### Task description
In the listing that follows, count every line holding the word "looking" and give only the count.

### Record extracts
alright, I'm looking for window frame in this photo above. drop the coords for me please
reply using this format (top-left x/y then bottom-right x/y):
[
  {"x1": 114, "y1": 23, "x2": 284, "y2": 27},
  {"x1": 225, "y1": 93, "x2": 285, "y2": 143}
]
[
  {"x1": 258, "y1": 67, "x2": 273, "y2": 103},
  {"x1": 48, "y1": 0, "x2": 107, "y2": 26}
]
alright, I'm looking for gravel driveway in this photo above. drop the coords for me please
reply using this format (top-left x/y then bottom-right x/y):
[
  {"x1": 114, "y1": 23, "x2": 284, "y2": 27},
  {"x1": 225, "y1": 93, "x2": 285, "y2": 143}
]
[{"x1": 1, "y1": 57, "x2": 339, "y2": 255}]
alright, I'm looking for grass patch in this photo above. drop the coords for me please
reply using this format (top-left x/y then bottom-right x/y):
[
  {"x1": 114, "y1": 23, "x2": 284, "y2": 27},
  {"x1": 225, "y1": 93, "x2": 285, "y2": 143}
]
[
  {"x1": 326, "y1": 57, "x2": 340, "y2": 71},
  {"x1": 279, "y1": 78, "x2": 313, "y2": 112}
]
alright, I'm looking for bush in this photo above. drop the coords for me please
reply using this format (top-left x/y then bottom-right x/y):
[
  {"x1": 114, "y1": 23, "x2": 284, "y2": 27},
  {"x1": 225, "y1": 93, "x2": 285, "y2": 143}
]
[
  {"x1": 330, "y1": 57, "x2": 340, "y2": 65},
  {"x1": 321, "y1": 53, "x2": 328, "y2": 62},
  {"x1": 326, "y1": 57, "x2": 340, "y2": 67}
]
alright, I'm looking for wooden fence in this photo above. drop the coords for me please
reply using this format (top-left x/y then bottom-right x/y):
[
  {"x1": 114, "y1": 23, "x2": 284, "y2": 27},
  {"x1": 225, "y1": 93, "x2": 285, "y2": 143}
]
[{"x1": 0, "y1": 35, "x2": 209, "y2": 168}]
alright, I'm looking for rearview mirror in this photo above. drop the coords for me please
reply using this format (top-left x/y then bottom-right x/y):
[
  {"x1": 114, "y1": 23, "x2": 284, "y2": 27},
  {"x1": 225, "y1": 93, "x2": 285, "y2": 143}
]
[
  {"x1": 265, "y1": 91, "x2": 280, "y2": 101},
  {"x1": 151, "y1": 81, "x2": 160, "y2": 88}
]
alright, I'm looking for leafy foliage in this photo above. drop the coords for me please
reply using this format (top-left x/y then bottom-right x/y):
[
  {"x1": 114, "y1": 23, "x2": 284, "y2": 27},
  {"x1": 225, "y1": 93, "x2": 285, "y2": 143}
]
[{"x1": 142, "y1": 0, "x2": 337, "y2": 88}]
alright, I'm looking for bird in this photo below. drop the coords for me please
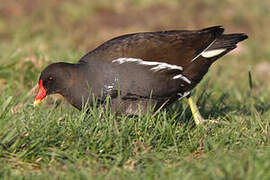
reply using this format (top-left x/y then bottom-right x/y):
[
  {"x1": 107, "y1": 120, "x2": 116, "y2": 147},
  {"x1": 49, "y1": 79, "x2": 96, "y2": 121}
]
[{"x1": 34, "y1": 26, "x2": 248, "y2": 125}]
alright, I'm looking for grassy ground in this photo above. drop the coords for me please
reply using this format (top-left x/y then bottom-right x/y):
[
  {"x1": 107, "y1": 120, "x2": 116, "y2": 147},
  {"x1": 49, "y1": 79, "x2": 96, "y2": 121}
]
[{"x1": 1, "y1": 0, "x2": 270, "y2": 179}]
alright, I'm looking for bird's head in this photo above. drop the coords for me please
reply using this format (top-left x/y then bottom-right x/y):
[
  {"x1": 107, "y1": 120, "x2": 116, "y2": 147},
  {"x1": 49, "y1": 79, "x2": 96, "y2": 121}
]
[{"x1": 34, "y1": 62, "x2": 73, "y2": 106}]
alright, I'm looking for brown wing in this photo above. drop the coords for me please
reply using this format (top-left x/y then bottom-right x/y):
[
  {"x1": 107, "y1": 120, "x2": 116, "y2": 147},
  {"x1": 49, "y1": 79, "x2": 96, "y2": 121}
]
[{"x1": 79, "y1": 26, "x2": 224, "y2": 69}]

### Output
11